[Problem details]
How many of the lines below contain the word "green"? Reply with the number alone.

── Data shown ──

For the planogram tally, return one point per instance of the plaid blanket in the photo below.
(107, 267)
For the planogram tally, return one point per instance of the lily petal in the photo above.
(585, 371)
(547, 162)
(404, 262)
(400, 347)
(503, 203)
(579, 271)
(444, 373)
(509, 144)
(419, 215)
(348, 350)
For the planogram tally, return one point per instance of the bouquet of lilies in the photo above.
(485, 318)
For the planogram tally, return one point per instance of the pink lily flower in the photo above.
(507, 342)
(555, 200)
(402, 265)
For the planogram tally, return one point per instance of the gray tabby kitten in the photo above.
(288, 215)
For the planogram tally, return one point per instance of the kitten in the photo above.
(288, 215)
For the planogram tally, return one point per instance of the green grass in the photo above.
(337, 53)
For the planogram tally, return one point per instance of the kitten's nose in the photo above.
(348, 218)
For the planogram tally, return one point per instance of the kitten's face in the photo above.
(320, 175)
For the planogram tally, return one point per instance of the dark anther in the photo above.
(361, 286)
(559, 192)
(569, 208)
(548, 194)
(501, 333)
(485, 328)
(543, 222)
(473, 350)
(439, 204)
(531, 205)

───
── Data shown ──

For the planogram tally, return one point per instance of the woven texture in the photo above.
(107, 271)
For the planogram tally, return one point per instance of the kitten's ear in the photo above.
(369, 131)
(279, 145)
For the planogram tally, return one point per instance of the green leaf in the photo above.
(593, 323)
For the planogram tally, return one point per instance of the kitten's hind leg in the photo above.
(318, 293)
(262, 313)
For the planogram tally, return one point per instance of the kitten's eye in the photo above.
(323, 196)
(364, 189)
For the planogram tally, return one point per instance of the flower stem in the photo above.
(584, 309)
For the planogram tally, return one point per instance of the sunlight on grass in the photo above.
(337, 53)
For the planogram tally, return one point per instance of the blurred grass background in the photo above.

───

[Answer to this exercise]
2